PROBLEM DESCRIPTION: Put the rows from the line with "Task: Where can the cloister" to the line with "Target: person", both lines included, into a JSON list of strings with one string per line, leaving out any blank lines.

DATA RECORDS:

________________________

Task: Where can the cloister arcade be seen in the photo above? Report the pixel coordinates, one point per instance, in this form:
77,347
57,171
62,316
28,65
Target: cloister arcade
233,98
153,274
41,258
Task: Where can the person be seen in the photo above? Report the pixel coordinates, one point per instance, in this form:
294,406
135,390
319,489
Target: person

________________________

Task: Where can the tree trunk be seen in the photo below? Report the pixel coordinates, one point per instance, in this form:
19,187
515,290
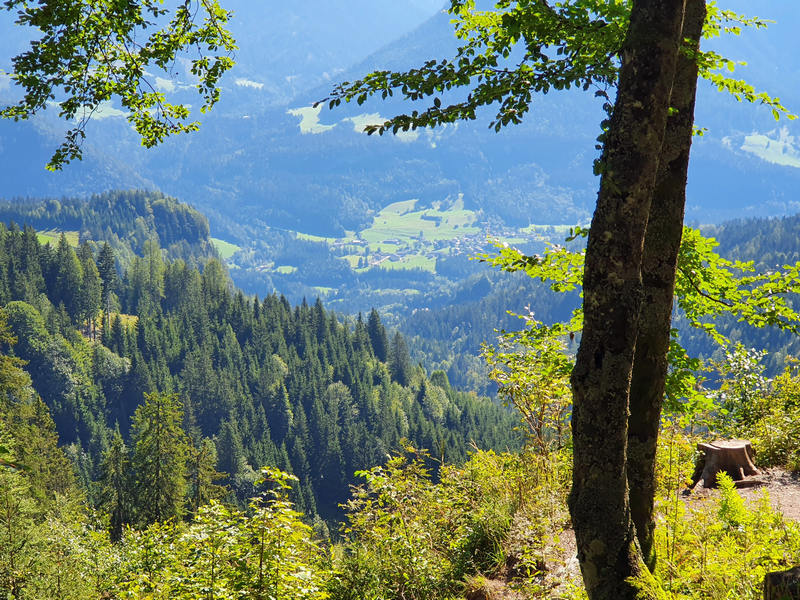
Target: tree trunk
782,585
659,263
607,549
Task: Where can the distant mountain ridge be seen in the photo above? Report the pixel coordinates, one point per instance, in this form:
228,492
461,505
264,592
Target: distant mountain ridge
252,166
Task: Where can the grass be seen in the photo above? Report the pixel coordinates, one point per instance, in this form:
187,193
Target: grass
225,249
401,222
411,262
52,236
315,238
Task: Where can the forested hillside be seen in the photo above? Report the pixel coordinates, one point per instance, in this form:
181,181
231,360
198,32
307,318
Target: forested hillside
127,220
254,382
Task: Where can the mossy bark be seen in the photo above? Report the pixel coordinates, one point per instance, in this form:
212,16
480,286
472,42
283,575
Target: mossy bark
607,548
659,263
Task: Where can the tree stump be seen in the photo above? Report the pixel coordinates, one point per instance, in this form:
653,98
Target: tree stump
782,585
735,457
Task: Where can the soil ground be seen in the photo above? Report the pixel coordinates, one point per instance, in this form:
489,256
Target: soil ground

________________________

FINAL ANSWER:
[
  "Task: Where can the cloister arcade be seen in the photo above? Report the pixel coordinates, one point per instance, in this form:",
  "77,347",
  "57,171",
  "62,316",
  "28,65",
  "Target: cloister arcade",
  "233,98",
  "153,274",
  "41,258",
  "Task: Where can the person be seen in the photo above? Report the pixel coordinates, one point per instance, in this form:",
  "294,406",
  "135,390",
  "319,489",
  "Target: person"
]